The request: Give back, word for word, only the part of the material that opens with the line containing "white dress, written" and runs to the end of the material, including both ends.

Point-labeling data:

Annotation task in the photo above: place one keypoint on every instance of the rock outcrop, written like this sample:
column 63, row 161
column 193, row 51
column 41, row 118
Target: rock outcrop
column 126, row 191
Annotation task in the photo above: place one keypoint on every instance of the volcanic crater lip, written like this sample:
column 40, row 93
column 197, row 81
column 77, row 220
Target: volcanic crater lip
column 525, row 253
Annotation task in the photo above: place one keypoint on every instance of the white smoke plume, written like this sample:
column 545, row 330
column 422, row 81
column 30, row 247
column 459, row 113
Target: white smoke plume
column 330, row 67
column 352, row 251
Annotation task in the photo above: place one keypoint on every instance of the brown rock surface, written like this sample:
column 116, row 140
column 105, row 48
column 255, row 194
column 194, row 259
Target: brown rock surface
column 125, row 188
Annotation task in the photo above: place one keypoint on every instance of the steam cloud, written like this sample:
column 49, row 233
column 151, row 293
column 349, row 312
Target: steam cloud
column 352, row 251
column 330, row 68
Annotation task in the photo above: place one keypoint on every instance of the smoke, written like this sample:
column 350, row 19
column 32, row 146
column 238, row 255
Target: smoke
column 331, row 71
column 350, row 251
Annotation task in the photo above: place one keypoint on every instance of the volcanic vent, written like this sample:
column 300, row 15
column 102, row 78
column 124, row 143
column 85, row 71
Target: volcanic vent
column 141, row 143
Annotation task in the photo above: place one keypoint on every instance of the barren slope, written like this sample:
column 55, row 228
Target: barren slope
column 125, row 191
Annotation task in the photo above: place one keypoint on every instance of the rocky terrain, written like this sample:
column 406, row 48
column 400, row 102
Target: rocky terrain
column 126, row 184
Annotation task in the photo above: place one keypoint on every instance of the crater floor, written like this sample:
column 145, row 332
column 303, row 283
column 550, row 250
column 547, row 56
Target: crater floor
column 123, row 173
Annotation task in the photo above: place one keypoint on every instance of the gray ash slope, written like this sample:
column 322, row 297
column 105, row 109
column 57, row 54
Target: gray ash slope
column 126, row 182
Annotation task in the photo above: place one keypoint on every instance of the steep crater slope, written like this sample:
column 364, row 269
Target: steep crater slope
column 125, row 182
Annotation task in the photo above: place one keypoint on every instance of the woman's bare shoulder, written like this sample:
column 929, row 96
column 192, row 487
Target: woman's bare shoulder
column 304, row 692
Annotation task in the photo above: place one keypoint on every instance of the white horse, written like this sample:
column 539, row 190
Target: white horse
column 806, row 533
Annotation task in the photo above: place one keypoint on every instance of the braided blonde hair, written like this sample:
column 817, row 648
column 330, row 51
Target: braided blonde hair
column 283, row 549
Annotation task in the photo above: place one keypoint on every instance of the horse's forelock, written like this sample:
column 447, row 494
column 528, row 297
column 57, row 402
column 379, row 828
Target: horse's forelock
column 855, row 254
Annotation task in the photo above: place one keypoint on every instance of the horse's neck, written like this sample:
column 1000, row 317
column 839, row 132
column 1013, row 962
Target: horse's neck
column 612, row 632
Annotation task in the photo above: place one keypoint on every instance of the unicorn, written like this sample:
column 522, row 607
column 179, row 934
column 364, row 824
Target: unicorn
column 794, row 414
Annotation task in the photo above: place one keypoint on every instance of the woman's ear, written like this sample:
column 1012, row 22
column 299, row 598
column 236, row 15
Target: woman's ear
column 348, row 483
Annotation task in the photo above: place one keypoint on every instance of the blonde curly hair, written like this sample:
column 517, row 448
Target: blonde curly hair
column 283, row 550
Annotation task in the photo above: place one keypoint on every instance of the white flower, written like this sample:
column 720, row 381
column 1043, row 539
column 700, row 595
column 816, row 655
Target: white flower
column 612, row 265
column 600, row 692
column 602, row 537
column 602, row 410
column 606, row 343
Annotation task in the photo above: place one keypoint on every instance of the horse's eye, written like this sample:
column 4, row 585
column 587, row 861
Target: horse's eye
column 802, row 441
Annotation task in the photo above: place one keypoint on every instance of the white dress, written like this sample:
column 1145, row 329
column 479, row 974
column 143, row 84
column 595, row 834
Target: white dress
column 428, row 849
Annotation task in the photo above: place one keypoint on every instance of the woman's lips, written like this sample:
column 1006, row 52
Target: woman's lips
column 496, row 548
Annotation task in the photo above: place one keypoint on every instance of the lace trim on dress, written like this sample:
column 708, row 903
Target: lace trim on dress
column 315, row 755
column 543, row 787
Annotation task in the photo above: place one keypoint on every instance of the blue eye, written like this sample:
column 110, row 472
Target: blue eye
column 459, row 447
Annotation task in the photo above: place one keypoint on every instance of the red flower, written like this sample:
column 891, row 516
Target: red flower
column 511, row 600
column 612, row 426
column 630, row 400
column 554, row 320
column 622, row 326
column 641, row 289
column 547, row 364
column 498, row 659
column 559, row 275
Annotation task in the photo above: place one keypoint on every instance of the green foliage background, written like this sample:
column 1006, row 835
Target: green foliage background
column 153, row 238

Response for this exercise:
Annotation task in the photo above: place one keypoint on every instance of the white dress, written like this sample:
column 1145, row 329
column 479, row 974
column 143, row 84
column 595, row 834
Target: white dress
column 428, row 849
Annotation task in the photo above: place one keypoint on every instance of the woman's lips, written like this sample:
column 1006, row 52
Target: woman's lips
column 496, row 548
Annotation task in the photo above: place one keypoint on every instance of the lace trim on dress, written like this sample:
column 708, row 903
Target: lace trim on dress
column 315, row 755
column 543, row 787
Annotation task in the photo above: place one keypoint on every instance of the blue eye, written like this sample:
column 110, row 472
Target: blue eye
column 459, row 447
Annotation task in the photo above: place one keypoint on every instance of the red flower, written like this sample:
column 891, row 516
Target: red flower
column 511, row 600
column 612, row 426
column 630, row 400
column 554, row 320
column 622, row 326
column 641, row 289
column 547, row 364
column 498, row 659
column 559, row 275
Annotation task in the photo above: place one keypoint on every instance of the green foliage background, written like this sample:
column 1006, row 835
Target: green foliage background
column 153, row 238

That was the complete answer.